### Work to complete
A word-for-word repeat of all the data is the goal.

### Dataset

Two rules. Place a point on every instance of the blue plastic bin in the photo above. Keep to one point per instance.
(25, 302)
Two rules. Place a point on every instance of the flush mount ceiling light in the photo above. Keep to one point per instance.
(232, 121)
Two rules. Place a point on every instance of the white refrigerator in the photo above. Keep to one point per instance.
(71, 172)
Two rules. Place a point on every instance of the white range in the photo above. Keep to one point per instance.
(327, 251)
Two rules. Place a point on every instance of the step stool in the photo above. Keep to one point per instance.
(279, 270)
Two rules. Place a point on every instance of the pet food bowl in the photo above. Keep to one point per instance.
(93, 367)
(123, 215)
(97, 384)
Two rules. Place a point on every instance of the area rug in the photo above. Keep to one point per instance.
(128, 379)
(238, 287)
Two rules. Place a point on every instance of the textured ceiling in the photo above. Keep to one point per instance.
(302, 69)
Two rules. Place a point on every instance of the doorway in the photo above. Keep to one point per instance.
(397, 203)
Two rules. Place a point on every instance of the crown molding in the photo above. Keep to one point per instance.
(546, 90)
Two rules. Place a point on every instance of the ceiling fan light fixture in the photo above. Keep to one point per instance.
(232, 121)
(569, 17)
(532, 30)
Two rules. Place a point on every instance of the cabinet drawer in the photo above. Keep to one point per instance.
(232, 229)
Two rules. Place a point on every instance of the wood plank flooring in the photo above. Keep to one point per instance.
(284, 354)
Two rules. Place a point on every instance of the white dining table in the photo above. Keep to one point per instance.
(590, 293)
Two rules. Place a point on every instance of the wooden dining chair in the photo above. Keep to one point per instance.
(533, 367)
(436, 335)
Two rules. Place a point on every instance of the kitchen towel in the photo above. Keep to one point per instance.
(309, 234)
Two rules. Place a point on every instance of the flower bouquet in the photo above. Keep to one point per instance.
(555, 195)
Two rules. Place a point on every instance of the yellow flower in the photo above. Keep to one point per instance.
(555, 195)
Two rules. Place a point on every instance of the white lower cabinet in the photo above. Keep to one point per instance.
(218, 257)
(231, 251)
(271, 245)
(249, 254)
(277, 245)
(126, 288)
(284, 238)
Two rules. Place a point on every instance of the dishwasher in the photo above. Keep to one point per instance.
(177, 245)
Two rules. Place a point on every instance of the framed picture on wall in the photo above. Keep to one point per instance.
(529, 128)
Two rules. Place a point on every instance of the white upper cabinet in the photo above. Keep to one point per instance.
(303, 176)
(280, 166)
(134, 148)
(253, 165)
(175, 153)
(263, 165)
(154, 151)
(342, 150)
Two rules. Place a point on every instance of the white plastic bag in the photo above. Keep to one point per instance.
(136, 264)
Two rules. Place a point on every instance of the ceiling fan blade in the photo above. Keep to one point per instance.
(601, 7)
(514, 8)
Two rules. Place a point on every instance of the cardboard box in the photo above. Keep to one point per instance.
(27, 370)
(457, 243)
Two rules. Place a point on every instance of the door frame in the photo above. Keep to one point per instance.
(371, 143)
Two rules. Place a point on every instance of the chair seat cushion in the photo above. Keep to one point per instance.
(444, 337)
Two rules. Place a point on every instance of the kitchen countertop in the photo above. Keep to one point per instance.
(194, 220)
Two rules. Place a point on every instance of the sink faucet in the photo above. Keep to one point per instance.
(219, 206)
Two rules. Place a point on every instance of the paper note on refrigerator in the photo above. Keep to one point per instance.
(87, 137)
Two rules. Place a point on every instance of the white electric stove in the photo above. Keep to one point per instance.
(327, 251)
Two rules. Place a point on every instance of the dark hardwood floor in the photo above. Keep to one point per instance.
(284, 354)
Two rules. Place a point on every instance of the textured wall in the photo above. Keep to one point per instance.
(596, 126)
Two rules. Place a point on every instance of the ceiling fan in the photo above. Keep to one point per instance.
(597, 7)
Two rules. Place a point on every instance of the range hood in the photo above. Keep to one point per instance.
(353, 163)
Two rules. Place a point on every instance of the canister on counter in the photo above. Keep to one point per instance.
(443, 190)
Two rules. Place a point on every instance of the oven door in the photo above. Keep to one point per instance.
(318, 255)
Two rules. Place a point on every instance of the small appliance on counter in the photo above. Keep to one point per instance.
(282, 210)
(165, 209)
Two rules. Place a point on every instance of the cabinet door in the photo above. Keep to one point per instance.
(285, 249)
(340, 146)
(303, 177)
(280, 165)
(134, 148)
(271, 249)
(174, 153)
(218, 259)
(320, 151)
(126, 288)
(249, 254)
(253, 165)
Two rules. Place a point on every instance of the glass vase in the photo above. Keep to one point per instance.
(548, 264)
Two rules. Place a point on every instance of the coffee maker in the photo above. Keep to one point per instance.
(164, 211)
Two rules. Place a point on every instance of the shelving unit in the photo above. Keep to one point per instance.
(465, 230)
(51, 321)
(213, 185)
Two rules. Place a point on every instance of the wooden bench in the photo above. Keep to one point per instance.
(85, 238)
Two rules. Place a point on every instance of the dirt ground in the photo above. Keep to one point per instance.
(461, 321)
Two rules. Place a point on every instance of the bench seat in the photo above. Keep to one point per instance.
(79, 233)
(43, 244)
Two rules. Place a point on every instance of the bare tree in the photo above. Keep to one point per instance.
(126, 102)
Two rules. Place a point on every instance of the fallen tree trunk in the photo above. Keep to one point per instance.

### Finished exercise
Two rules. Place a point on every instance of the blue plastic bin in the photo above. Keep to one point per instance.
(25, 302)
Two rules. Place a point on every instance of the flush mount ceiling light in the photo above. Keep to one point per instance.
(232, 121)
Two rules. Place a point on every instance of the white refrigerator in the photo above. Keep to one point per instance.
(71, 172)
Two rules. Place a point on every instance of the white range in the photo above. Keep to one point per instance.
(327, 251)
Two rules. Place a point on every instance of the step stool in the photo above. Keep to one point per instance.
(279, 270)
Two rules. Place a point on every instance of the pet food bowl in the photo above. Keep to one point per instance.
(93, 367)
(123, 215)
(97, 384)
Two rules. Place a point on every instance of the area rug in the photo above. Keep to one point per instance.
(128, 379)
(238, 287)
Two rules. Place a point on every instance of the textured ceiling in the photo above. Keep to one point per instance.
(302, 69)
Two rules. Place a point on every instance of the doorway in the photo above. Keep to one point per instance.
(397, 203)
Two rules. Place a point on every instance of the crown molding in the photo above. Keep to one point per instance.
(546, 90)
Two rules. Place a point on every instance of the ceiling fan light fixture in the photo above. Keep to one point per instance.
(232, 121)
(569, 17)
(532, 30)
Two rules. Place a point on every instance of the cabinet drawer in the photo above. Keep to one point per instance.
(232, 229)
Two rules. Place a point on every instance of the wood plank flooring in the photo above. Keep to one point per instance.
(284, 354)
Two rules. Place a point on every instance of the white dining table in the photo above. Keep to one point per instance.
(590, 293)
Two rules. Place a point on every instance of the wooden dining chair in the photo above. Keep to one point per instance.
(533, 367)
(436, 335)
Two rules. Place a point on every instance of the kitchen towel in the photo above. Keep to one point per instance.
(309, 234)
Two rules. Place a point on every instance of the flower bouquet in the photo above. Keep to one point per instance.
(555, 195)
Two rules. Place a point on every instance of the yellow flower in the photo above. Keep to one point per instance.
(555, 195)
Two rules. Place a point on every instance of the white lower cabinet in the photo above. Keep to one point per instance.
(218, 257)
(231, 251)
(271, 245)
(249, 254)
(277, 245)
(126, 288)
(284, 238)
Two rules. Place a point on every instance of the dishwasher in the photo above. Keep to one point per instance.
(177, 245)
Two rules. Place a point on every instance of the framed picture on wall in the photo above. Keep to one point per instance.
(529, 128)
Two rules. Place a point on every instance of the white upper cabinet in the photo above. Keep to one point per instance.
(303, 176)
(280, 166)
(134, 148)
(253, 165)
(175, 153)
(263, 165)
(154, 151)
(342, 150)
Two rules. Place a point on every instance of the white plastic bag in the photo above. Keep to one point per instance.
(136, 264)
Two rules. Place a point on every instance of the ceiling fan blade in the photo above. Keep to one point per instance.
(601, 7)
(514, 8)
Two rules. Place a point on every instance of the cardboard box in the photo above. Keep to one point per instance.
(27, 370)
(457, 243)
Two rules. Place a point on every instance of the door frame in the photo above. Keep to one point per instance.
(371, 143)
Two rules. Place a point on every instance of the chair seat cushion in the photo above. Keep to one point per instance.
(444, 337)
Two rules. Place a point on every instance of the kitchen countertop in the photo above. Keep to one point per instance.
(194, 220)
Two rules. Place a point on every instance of the sink faucet in the photo above. Keep to one point per instance.
(219, 206)
Two rules. Place a point on every instance of the paper note on refrigerator in the photo above. Keep to one point per instance.
(87, 137)
Two rules. Place a point on every instance of the white electric stove in the photo above. Keep to one point per instance.
(327, 251)
Two rules. Place a point on every instance of the dark hardwood floor in the photo above. Keep to one point per instance.
(284, 354)
Two rules. Place a point on every instance of the textured wall in the photo above. Keep to one point per instance.
(596, 126)
Two rules. Place a point on every instance of the ceiling fan in the photo above. Keep to one point per instance.
(597, 7)
Two rules. Place a point on every instance of the range hood in the photo above. Keep to one point per instance.
(353, 163)
Two rules. Place a point on every instance of the canister on counter in the photo above. Keep to one point per instance.
(443, 190)
Two rules. Place a point on every instance of the oven door in the photo above. Keep to one point per instance.
(318, 255)
Two rules. Place a point on every instance of the small appliance on counter in the photo above. Keep to one point per instance.
(282, 210)
(165, 209)
Two rules. Place a point on every instance of the cabinet door in the photo above. Keep to one point per instance.
(285, 249)
(340, 146)
(303, 177)
(280, 165)
(134, 148)
(271, 249)
(174, 153)
(218, 259)
(320, 151)
(126, 288)
(249, 254)
(253, 165)
Two rules. Place a point on every instance of the glass vase in the photo above. Keep to one point per instance.
(548, 264)
Two rules. Place a point on every instance of the coffee maker in the photo above. Keep to one point per instance.
(164, 211)
Two rules. Place a point on every instance of the shelving unit in the photo above. Keep to one point per instance.
(465, 230)
(51, 321)
(213, 185)
Two rules. Place a point on every instance of the wooden bench in the photo above. Keep to one point per instance.
(85, 238)
Two rules. Place a point on every instance of the dirt ground in the photo above. Keep to one point per instance.
(461, 321)
Two rules. Place a point on every instance of the bench seat in the photo above. Keep to one point per instance.
(79, 233)
(43, 244)
Two rules. Place a point on every instance of the bare tree in the photo above. Keep to one point per instance.
(126, 102)
Two rules. Place a point on every instance of the fallen tree trunk in the photo above. Keep to one point per instance.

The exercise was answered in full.